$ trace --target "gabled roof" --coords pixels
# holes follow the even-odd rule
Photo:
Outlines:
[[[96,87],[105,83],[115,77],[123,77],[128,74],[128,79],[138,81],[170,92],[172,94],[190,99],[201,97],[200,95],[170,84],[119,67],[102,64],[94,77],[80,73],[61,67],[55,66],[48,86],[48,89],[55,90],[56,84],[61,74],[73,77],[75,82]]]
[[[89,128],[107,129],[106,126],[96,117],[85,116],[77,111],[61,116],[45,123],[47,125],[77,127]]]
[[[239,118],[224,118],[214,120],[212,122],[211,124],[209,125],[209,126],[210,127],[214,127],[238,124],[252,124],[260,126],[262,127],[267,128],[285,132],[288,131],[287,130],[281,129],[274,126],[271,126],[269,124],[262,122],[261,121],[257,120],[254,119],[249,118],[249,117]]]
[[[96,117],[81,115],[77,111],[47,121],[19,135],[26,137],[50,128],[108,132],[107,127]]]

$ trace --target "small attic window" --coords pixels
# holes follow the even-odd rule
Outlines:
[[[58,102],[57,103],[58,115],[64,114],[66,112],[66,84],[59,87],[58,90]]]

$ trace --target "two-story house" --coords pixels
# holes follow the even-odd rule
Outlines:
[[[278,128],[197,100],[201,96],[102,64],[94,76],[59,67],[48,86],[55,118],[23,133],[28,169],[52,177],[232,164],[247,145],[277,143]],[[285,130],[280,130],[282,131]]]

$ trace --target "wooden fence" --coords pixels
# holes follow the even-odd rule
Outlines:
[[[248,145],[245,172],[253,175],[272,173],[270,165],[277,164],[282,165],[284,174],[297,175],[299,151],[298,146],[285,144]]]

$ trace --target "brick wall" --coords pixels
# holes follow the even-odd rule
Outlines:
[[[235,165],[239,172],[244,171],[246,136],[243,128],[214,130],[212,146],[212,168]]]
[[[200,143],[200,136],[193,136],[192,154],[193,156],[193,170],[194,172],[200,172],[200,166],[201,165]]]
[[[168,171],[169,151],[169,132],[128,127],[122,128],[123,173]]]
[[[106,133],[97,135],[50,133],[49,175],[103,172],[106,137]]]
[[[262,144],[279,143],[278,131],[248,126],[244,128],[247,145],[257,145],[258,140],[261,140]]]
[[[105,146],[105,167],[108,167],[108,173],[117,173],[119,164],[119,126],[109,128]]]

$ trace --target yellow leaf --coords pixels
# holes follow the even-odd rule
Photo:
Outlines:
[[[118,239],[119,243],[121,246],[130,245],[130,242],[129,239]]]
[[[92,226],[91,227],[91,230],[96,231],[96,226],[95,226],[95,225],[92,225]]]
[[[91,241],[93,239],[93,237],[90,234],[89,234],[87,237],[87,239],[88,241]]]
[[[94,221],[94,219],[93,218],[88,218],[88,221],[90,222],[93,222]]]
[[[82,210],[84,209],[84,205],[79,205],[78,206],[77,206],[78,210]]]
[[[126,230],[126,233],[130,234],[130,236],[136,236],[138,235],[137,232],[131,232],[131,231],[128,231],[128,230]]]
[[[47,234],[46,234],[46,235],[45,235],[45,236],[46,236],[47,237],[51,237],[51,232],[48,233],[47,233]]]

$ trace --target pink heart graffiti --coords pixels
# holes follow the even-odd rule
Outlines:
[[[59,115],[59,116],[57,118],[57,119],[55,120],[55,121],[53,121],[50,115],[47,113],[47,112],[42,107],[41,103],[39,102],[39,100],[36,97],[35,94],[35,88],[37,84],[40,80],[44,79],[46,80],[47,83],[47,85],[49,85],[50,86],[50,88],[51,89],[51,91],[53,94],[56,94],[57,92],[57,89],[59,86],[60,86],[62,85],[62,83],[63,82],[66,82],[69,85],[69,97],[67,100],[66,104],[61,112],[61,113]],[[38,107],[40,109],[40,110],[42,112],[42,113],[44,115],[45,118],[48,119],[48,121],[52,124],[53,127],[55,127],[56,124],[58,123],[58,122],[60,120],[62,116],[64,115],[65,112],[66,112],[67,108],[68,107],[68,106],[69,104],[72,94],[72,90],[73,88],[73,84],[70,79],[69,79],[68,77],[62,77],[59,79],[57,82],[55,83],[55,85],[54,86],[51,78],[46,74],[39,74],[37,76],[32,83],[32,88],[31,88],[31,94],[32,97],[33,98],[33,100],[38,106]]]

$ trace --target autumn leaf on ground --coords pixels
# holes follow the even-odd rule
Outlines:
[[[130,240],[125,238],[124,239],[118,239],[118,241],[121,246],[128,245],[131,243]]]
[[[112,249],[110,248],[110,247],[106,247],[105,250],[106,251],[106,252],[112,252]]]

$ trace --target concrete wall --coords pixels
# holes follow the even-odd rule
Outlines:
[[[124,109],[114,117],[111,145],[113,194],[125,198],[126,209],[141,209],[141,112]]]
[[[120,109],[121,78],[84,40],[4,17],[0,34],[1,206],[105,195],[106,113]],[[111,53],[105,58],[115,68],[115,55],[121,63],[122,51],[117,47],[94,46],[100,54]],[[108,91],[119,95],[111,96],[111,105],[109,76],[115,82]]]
────────────────
_REQUIRED TASK:_ Please go through the items above and pull out every line that contains the word "leaf".

_TASK OUTPUT:_
$ trace --target yellow leaf --coords pixels
$ trace --target autumn leaf on ground --coords pixels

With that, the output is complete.